----- Data -----
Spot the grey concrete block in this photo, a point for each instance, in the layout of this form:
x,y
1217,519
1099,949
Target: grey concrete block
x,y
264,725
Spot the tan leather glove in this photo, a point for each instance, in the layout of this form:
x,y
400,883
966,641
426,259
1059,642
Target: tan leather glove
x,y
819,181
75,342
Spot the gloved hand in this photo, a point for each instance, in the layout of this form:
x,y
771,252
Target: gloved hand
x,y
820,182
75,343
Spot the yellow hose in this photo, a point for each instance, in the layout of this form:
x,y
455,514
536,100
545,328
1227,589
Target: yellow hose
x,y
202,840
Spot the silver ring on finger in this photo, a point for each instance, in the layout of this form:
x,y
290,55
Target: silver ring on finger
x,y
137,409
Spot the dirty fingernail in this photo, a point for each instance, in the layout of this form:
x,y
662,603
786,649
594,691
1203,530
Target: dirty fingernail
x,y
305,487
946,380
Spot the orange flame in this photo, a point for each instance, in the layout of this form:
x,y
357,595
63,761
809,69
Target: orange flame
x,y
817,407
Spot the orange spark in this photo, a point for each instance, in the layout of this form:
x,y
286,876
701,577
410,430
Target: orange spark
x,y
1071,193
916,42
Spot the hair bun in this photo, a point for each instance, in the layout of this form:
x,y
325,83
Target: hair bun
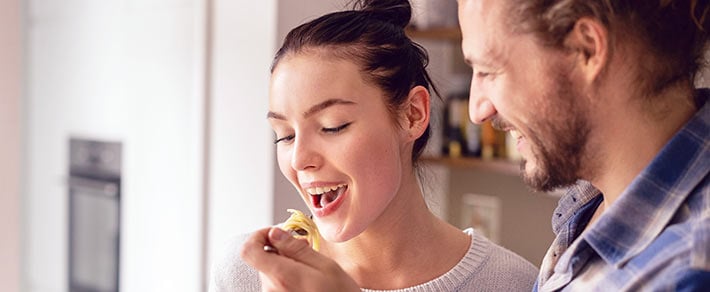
x,y
396,12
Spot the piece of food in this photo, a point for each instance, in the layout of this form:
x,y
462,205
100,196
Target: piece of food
x,y
301,226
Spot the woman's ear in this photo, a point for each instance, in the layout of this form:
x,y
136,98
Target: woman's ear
x,y
417,113
590,39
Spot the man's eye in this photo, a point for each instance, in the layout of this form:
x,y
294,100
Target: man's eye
x,y
288,138
336,129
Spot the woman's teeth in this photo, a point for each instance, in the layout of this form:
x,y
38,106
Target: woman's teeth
x,y
321,190
323,196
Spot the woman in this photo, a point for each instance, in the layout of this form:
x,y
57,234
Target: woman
x,y
349,104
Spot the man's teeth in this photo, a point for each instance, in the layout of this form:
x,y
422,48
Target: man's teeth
x,y
515,134
322,190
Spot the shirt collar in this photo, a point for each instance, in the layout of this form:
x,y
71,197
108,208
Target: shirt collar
x,y
646,207
573,200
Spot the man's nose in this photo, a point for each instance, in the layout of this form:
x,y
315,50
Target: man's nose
x,y
480,108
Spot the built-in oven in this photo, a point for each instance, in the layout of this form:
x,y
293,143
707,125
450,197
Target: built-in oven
x,y
94,215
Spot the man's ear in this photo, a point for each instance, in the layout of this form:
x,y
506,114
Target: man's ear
x,y
590,39
417,113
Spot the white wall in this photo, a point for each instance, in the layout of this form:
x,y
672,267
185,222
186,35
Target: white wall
x,y
241,150
129,71
10,149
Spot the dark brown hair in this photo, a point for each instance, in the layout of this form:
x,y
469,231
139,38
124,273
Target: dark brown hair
x,y
371,34
673,34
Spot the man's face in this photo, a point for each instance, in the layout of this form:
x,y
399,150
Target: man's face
x,y
525,89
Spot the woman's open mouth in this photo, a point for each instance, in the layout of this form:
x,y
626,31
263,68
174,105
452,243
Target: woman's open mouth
x,y
321,197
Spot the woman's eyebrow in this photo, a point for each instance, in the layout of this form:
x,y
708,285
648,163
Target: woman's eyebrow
x,y
314,109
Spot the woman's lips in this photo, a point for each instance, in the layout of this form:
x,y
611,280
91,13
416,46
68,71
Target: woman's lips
x,y
327,202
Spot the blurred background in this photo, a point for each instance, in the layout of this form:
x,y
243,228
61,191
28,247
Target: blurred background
x,y
135,143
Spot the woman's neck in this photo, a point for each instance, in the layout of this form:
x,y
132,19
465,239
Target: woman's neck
x,y
407,245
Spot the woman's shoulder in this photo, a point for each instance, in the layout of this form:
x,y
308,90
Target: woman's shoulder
x,y
501,268
229,272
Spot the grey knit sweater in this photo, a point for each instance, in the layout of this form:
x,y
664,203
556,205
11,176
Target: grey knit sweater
x,y
485,267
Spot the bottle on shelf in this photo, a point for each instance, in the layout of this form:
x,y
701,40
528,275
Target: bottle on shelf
x,y
461,136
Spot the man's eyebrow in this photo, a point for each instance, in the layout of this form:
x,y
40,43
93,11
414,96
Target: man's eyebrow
x,y
314,109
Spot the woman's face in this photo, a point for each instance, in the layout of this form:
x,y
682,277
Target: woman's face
x,y
336,142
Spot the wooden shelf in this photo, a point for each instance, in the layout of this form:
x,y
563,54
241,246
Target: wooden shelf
x,y
443,33
502,166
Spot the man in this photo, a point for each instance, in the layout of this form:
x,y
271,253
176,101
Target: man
x,y
600,97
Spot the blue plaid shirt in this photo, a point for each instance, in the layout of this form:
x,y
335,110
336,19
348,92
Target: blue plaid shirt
x,y
655,237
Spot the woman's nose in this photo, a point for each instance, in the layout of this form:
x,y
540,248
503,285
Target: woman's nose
x,y
480,108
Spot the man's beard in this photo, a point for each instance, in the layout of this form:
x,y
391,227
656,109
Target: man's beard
x,y
557,138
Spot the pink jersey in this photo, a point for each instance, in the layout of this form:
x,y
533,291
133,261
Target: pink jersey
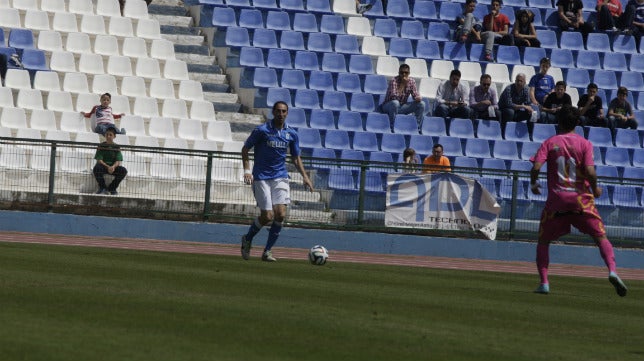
x,y
567,156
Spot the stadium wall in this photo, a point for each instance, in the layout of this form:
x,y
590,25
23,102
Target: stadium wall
x,y
370,242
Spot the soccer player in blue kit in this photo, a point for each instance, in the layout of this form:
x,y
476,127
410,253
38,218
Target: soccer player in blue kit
x,y
269,177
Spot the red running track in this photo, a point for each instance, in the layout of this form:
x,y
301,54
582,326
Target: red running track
x,y
336,256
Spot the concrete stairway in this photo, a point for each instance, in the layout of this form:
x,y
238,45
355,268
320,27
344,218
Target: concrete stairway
x,y
191,46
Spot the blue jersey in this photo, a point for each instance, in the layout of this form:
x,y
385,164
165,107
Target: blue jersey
x,y
271,147
542,84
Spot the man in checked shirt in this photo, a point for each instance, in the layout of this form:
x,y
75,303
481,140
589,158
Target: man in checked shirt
x,y
399,90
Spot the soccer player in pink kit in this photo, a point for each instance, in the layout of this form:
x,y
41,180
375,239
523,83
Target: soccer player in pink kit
x,y
572,188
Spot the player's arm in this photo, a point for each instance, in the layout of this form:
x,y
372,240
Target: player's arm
x,y
591,175
300,168
534,177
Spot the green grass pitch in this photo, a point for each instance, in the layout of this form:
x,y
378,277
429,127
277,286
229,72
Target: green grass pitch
x,y
74,303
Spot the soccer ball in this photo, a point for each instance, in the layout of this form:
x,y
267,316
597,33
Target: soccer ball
x,y
318,255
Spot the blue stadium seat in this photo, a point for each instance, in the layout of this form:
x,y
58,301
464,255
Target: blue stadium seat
x,y
265,38
412,29
438,32
405,124
627,138
375,84
505,149
319,42
587,59
571,40
278,20
633,81
401,48
422,144
251,18
350,121
425,11
292,40
428,49
477,148
307,99
293,79
605,79
532,56
615,62
319,7
562,58
328,154
306,60
508,55
309,138
393,143
454,51
347,44
398,9
541,132
337,139
489,129
434,126
618,157
297,118
449,10
365,141
304,22
362,102
517,132
279,58
334,100
548,39
322,119
334,62
598,42
528,149
237,37
451,146
251,57
321,80
377,123
385,28
265,78
624,44
349,83
360,64
462,128
332,24
600,137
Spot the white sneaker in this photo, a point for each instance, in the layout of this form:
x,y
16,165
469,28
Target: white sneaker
x,y
245,248
267,256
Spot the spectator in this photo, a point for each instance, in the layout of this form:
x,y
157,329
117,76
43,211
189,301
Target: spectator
x,y
495,29
468,26
484,101
620,111
570,16
399,90
451,98
411,161
515,102
610,15
436,162
108,160
104,116
591,108
554,102
541,84
523,30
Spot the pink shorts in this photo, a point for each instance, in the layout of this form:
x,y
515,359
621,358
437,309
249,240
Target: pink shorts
x,y
556,224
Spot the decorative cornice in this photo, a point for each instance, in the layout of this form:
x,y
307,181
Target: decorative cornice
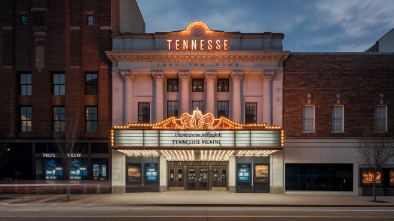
x,y
267,74
197,56
127,75
157,75
237,75
184,75
210,75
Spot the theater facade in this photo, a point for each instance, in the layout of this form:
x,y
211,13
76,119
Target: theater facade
x,y
199,109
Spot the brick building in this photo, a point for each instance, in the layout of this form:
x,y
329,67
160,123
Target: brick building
x,y
53,69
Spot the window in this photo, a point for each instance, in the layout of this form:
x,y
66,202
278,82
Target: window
x,y
250,113
59,84
172,108
59,118
199,104
143,112
308,118
91,84
223,109
198,85
172,85
90,20
25,82
26,123
91,119
380,121
337,118
223,85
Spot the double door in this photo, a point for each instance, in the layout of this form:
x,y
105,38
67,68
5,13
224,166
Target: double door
x,y
197,175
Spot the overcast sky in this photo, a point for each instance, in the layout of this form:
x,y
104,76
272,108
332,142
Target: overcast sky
x,y
308,25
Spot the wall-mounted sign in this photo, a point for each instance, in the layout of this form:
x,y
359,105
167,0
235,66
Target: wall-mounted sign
x,y
194,138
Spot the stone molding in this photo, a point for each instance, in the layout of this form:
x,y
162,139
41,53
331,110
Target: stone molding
x,y
157,75
197,56
184,75
237,75
127,75
210,75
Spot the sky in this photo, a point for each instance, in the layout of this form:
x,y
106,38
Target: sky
x,y
308,25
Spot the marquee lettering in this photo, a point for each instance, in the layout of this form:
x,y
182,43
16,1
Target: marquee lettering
x,y
195,45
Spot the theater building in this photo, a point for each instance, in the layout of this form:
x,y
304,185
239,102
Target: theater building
x,y
201,109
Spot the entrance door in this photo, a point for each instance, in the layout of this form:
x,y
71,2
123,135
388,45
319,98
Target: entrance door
x,y
203,179
219,178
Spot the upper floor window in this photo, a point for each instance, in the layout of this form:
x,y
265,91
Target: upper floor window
x,y
25,118
172,85
222,109
380,121
143,112
308,118
198,85
59,84
91,84
172,108
59,119
337,118
250,112
199,104
91,119
25,83
223,85
90,20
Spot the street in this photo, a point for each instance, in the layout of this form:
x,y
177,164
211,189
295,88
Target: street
x,y
30,212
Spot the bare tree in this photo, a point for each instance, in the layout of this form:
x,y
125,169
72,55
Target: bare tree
x,y
373,152
66,137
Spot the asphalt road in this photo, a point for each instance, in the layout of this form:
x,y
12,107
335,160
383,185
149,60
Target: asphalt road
x,y
92,212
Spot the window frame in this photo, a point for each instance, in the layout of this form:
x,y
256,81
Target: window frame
x,y
313,119
171,83
59,118
200,105
143,118
197,85
334,118
248,105
172,109
225,83
91,119
26,86
378,120
26,123
59,88
91,85
226,111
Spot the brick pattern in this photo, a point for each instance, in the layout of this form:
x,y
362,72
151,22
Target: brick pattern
x,y
359,79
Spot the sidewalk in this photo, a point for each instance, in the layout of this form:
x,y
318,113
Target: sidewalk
x,y
202,198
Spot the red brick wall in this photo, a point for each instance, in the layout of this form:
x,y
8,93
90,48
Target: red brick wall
x,y
359,78
70,46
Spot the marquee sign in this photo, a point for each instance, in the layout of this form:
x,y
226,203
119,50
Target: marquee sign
x,y
197,131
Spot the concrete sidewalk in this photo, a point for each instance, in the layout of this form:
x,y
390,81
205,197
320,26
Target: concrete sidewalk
x,y
202,198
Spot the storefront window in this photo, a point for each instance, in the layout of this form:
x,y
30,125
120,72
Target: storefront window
x,y
367,177
54,169
99,169
319,177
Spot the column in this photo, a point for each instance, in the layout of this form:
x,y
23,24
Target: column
x,y
117,98
184,77
128,96
266,77
236,78
158,78
210,78
277,98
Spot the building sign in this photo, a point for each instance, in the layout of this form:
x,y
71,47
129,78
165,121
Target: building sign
x,y
197,45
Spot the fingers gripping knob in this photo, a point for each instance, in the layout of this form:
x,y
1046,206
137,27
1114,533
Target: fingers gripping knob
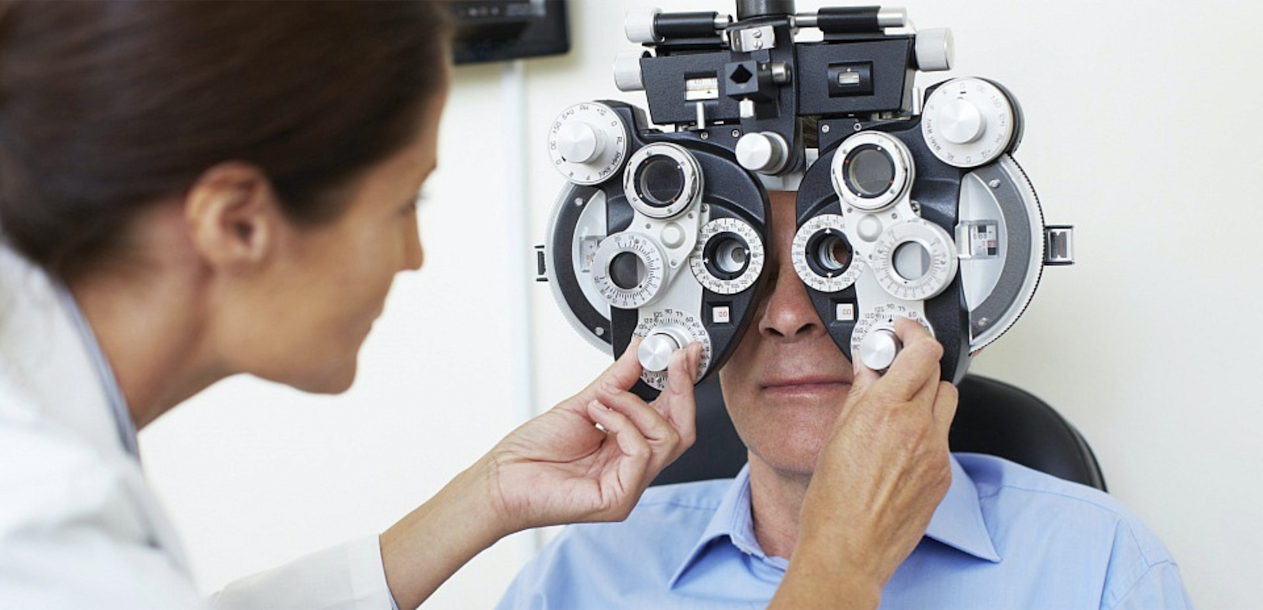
x,y
656,349
879,347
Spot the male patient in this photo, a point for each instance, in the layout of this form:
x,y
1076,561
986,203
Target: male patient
x,y
1004,537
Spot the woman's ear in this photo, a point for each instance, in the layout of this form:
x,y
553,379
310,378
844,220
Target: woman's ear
x,y
233,216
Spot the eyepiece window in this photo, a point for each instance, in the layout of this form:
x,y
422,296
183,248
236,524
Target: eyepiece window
x,y
872,169
829,254
662,179
659,181
728,255
869,171
627,270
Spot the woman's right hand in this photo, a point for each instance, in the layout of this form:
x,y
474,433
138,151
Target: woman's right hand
x,y
878,481
591,456
558,467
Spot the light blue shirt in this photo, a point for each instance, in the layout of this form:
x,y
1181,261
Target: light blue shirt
x,y
1004,537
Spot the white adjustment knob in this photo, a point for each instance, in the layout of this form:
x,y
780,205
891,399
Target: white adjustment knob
x,y
763,152
936,49
587,143
657,347
639,25
879,347
577,143
627,71
960,121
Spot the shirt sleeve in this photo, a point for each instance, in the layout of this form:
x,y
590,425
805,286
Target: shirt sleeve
x,y
1158,589
345,577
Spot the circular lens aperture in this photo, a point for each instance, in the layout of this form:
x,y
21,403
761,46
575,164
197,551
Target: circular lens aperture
x,y
822,257
912,260
662,179
872,169
659,181
869,171
834,253
829,254
627,270
728,255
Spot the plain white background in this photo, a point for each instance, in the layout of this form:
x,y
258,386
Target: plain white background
x,y
1142,130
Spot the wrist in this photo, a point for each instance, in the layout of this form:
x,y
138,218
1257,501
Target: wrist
x,y
826,575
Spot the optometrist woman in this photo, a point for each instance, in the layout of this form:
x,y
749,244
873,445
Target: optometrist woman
x,y
198,188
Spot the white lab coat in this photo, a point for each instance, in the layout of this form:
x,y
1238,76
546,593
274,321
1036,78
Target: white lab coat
x,y
78,526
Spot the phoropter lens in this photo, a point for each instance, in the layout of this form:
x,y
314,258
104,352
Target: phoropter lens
x,y
659,181
829,254
627,270
728,255
869,171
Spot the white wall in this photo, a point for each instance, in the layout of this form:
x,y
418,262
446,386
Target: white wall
x,y
1139,131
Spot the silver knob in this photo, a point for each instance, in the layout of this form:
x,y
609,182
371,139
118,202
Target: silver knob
x,y
879,347
627,71
936,49
657,347
961,121
577,142
639,25
763,152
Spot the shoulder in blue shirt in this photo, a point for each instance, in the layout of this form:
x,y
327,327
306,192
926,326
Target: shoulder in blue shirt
x,y
1003,537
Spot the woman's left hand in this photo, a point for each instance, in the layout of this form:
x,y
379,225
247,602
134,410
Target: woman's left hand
x,y
561,467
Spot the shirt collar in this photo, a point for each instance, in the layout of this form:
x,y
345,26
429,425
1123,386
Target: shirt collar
x,y
957,522
104,373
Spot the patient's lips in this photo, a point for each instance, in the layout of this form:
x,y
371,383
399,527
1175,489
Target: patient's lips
x,y
805,383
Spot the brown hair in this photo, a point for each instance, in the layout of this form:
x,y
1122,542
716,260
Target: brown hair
x,y
109,106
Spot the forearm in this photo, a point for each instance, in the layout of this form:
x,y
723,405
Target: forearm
x,y
431,543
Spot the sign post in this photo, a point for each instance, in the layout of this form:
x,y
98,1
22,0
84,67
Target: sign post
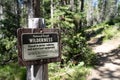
x,y
37,46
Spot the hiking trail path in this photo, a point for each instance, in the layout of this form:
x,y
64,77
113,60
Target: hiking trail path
x,y
108,67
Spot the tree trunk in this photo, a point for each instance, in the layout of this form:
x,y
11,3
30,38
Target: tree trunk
x,y
36,72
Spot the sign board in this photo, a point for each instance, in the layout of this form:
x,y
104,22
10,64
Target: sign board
x,y
38,46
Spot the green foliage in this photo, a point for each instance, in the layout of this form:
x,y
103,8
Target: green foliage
x,y
69,72
76,49
12,72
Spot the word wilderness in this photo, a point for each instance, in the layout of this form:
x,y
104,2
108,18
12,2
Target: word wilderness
x,y
39,46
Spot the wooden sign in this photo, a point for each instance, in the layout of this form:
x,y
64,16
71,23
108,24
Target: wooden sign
x,y
38,46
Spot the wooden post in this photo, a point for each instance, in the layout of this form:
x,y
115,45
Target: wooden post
x,y
36,72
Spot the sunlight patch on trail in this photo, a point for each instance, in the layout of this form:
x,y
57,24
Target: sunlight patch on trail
x,y
107,46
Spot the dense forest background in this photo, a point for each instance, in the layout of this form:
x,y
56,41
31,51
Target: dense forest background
x,y
78,20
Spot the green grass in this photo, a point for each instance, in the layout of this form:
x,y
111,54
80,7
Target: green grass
x,y
70,72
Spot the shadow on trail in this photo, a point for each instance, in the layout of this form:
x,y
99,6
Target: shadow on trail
x,y
108,66
108,57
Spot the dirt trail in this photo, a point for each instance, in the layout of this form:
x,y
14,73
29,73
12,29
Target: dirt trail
x,y
108,67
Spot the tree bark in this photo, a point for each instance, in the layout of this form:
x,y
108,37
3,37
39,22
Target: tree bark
x,y
36,72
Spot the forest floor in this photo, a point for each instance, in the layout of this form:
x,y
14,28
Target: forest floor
x,y
108,67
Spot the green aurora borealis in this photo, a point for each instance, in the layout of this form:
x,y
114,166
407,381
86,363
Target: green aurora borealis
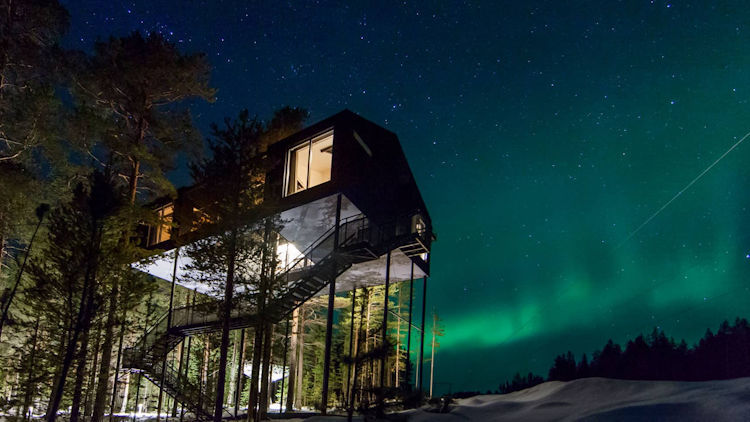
x,y
541,136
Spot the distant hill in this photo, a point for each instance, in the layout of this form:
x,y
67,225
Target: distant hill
x,y
603,399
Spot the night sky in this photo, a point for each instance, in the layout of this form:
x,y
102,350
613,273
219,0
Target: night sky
x,y
541,136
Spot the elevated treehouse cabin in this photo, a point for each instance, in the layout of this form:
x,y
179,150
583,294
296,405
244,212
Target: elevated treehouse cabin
x,y
352,217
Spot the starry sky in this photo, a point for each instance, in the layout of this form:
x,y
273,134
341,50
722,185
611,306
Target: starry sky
x,y
541,134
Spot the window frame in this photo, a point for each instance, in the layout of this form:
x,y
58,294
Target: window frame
x,y
308,142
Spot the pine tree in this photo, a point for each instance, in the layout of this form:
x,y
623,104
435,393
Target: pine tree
x,y
239,253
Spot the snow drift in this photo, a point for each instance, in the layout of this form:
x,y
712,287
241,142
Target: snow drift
x,y
602,399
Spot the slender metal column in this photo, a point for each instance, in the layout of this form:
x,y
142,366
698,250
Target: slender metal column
x,y
421,341
169,325
351,353
240,373
329,320
385,317
283,366
408,333
117,368
187,359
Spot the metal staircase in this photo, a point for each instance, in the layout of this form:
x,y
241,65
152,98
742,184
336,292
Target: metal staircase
x,y
303,278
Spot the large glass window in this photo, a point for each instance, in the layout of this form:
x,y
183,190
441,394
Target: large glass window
x,y
162,232
310,163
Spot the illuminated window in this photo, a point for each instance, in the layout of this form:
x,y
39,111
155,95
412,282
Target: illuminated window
x,y
162,232
417,225
309,163
199,218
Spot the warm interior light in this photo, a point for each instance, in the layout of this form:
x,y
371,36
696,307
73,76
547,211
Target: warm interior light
-----
Scanning the data above, copy out every line where "interior" is found.

Spot the warm interior light in this photo, a point for each instance, in the layout of this form:
Target: warm interior light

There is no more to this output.